Please copy the listing below, beginning at the line that has "brick building ->" and continuing through the end of the listing, with the request lines included. Shift every coordinate in the answers by adding 66 to it.

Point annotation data
○ ○ ○ ○
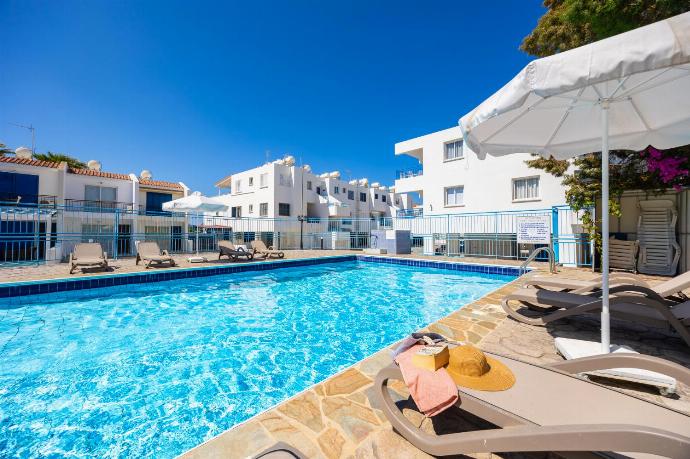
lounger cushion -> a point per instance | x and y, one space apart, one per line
547 397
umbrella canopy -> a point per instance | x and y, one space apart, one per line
553 106
625 92
195 203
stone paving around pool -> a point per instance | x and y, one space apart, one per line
336 418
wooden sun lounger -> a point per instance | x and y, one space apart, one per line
228 249
87 254
633 303
673 286
150 253
549 409
259 247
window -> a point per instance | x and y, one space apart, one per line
285 180
100 193
453 150
525 188
455 196
154 201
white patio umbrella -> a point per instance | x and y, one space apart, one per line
625 92
195 203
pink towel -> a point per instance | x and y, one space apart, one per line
432 391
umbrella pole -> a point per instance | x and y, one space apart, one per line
605 323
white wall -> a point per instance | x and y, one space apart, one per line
487 183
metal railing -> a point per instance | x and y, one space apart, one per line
27 200
85 205
401 174
39 235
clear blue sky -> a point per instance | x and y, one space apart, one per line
194 91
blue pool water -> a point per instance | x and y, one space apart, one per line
151 370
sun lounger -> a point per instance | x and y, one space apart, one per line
549 409
87 254
633 303
258 247
150 253
280 451
666 289
228 249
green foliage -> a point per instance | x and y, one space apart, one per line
571 23
73 163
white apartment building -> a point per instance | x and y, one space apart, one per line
451 179
47 207
281 189
291 207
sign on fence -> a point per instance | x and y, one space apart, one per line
535 229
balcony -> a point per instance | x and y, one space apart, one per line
85 205
27 200
410 213
409 181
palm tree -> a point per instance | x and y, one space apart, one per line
72 163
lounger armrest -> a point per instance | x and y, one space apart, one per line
529 438
630 288
625 360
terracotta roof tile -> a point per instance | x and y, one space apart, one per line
29 162
93 173
160 184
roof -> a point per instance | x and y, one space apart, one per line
160 184
93 173
29 162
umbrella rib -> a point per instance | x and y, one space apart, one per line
642 83
639 115
507 125
564 116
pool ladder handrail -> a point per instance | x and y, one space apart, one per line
533 255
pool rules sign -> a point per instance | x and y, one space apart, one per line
534 229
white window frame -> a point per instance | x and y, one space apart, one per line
531 198
455 203
455 147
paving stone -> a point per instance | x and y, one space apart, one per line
304 409
346 382
331 443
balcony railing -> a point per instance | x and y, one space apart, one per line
417 212
85 205
409 173
27 200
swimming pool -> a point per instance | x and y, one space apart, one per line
154 369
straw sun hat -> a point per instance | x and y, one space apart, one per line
469 367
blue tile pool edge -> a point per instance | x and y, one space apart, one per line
17 289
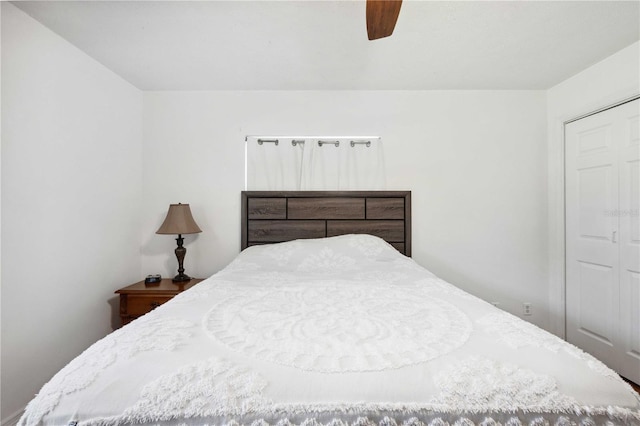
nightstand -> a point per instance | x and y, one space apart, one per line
138 299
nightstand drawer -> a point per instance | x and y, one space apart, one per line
140 298
140 305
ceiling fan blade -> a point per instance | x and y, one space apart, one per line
381 17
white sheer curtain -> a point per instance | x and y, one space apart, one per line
272 165
327 163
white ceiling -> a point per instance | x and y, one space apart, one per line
286 45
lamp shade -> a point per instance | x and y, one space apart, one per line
179 221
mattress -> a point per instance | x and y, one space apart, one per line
341 331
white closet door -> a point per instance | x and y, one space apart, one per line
592 290
629 218
603 300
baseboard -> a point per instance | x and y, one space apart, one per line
12 420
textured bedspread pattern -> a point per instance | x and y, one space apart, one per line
341 331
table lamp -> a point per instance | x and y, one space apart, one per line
179 221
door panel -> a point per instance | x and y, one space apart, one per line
602 166
592 265
629 217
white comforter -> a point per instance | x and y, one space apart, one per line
339 331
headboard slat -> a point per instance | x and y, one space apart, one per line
278 216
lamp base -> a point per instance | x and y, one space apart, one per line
181 278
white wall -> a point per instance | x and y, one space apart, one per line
605 83
475 161
71 189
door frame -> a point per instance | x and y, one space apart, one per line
557 223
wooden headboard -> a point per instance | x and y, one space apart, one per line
277 216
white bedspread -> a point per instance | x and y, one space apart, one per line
339 331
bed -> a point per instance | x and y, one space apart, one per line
323 320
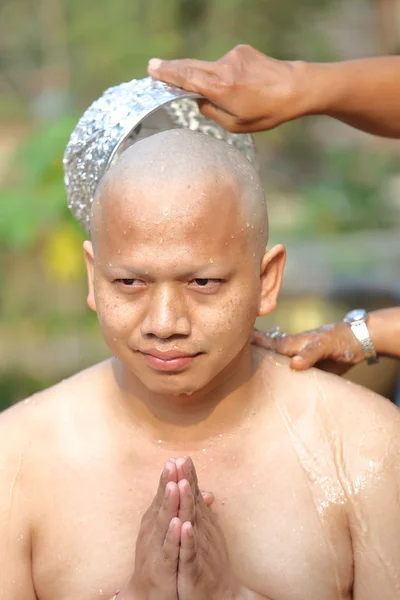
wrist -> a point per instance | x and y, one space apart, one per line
324 88
384 328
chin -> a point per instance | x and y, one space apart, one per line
174 387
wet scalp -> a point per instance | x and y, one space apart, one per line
184 157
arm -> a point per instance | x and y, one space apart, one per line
333 347
15 543
363 93
371 453
246 90
384 327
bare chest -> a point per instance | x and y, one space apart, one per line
285 537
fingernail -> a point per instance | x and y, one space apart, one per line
172 525
154 63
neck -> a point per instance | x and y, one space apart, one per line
222 406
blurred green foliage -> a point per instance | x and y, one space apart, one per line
33 200
56 56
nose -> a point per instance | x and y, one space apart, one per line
166 314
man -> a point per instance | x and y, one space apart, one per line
303 466
244 91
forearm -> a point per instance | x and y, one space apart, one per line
364 93
384 328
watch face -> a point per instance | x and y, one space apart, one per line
359 314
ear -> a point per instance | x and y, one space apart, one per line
89 260
272 266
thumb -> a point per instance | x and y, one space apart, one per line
308 357
190 74
208 498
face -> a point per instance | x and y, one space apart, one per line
177 289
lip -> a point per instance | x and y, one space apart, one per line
171 360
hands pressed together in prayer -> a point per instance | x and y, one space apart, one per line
181 553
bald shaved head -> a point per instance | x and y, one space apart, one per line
177 260
187 161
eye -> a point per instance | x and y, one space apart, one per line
130 282
205 284
126 281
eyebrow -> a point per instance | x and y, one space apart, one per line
204 270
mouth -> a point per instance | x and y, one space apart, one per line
168 361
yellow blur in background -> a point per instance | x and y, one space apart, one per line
333 192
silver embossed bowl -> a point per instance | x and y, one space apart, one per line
120 117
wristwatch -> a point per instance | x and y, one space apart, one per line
357 319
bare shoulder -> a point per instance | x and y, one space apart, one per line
33 422
363 424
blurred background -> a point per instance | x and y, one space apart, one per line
333 192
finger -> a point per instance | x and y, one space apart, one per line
168 510
187 551
208 498
186 502
261 339
333 366
189 74
186 470
169 473
170 548
229 121
309 356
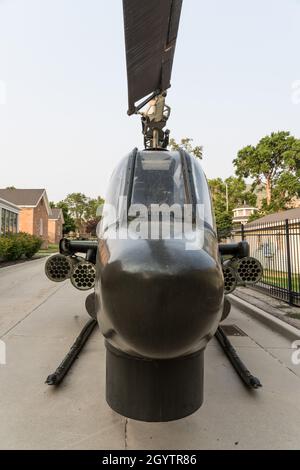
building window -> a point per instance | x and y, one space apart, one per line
9 222
41 228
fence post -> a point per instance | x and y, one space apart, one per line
289 266
243 232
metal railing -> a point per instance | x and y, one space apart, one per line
277 246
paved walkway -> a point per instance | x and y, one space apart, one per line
39 321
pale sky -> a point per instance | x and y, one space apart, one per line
63 89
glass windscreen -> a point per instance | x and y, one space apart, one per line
202 192
158 179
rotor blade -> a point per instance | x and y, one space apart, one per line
151 28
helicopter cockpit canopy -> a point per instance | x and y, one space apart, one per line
160 178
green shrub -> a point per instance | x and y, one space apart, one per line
14 246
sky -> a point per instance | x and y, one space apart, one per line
63 88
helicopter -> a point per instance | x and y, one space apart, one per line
159 275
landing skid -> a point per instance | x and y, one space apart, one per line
246 376
58 376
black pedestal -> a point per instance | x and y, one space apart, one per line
153 390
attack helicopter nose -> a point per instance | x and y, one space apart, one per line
158 300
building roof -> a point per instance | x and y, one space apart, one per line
10 205
25 197
290 214
56 214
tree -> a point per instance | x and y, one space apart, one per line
79 210
237 195
69 222
186 144
77 206
92 208
269 163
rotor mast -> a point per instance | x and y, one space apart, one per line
150 36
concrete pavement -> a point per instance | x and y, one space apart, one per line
39 320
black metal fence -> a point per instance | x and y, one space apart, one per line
277 246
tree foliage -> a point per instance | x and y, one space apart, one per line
238 194
186 144
273 163
80 212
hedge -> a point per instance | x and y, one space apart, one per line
14 246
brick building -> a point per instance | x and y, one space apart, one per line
34 210
9 217
55 226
○ ○ ○ ○
• _Exercise answer_:
brick building -> a point per instance | x and y, one space apart, one per line
100 276
75 283
121 292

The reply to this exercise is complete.